Locate each line of the material that contains "nose", then return it.

START Source data

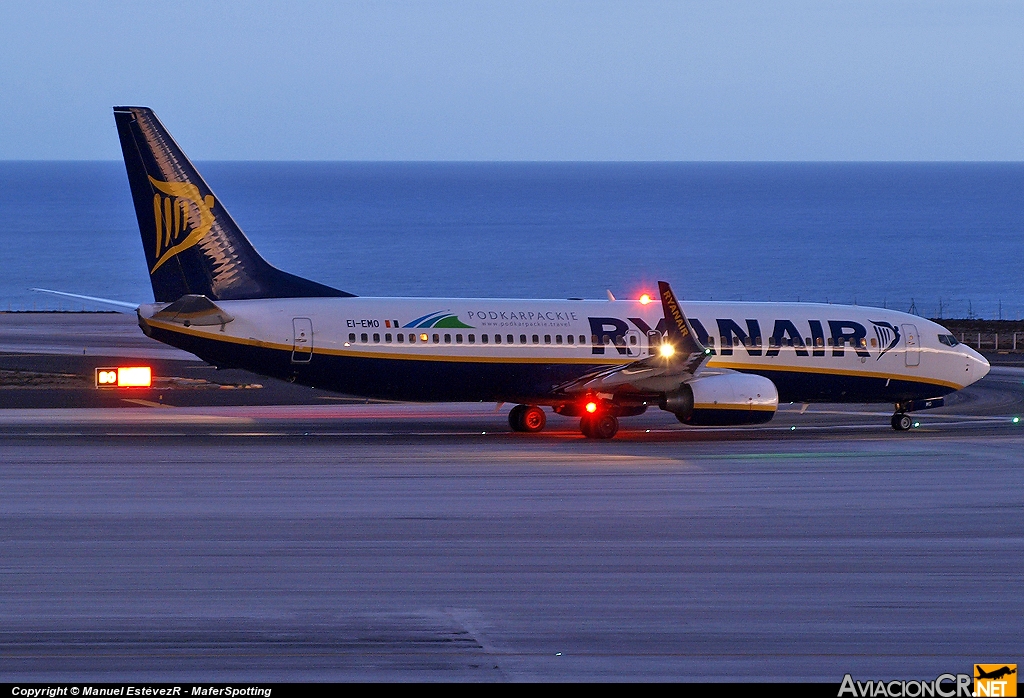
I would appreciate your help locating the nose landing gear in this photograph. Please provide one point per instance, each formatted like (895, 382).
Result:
(901, 422)
(599, 426)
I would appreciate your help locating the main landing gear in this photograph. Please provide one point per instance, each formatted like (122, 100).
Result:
(527, 418)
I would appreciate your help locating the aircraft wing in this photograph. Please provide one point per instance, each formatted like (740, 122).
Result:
(675, 361)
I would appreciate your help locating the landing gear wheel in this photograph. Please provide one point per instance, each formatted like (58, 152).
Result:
(532, 419)
(901, 422)
(527, 418)
(515, 418)
(599, 426)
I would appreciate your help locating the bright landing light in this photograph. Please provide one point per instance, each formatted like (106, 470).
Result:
(124, 377)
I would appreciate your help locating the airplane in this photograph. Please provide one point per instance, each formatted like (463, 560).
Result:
(710, 363)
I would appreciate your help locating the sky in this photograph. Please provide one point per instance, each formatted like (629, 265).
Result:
(519, 81)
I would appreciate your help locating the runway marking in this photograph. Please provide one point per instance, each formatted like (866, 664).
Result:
(144, 403)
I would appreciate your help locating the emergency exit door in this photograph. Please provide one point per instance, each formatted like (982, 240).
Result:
(302, 344)
(912, 345)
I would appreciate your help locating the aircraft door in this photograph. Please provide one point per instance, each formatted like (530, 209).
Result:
(912, 353)
(634, 343)
(654, 340)
(302, 344)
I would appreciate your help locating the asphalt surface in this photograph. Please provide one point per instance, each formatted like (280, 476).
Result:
(333, 541)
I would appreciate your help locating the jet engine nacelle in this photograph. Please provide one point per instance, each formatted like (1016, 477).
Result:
(723, 399)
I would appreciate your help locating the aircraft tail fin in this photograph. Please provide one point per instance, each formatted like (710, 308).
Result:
(193, 246)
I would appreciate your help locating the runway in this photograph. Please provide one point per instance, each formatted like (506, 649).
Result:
(333, 541)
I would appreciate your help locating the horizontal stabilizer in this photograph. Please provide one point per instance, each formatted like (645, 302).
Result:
(194, 310)
(127, 307)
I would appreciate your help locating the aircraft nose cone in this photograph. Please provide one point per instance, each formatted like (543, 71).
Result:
(977, 365)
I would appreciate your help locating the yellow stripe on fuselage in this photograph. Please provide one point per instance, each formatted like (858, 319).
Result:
(754, 367)
(588, 360)
(360, 353)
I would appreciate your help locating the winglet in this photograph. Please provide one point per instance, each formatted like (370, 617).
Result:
(680, 333)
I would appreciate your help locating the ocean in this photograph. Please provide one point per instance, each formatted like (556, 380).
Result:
(940, 240)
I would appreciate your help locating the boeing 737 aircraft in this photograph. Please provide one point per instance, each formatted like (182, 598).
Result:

END Source data

Answer space:
I would appreciate your help locating the nose landing gear in this photograph. Please provide one point per instance, each formatted like (895, 382).
I would appreciate your help locating the aircraft nose cone in this photograph. Please provide one point per instance, each formatted like (543, 71).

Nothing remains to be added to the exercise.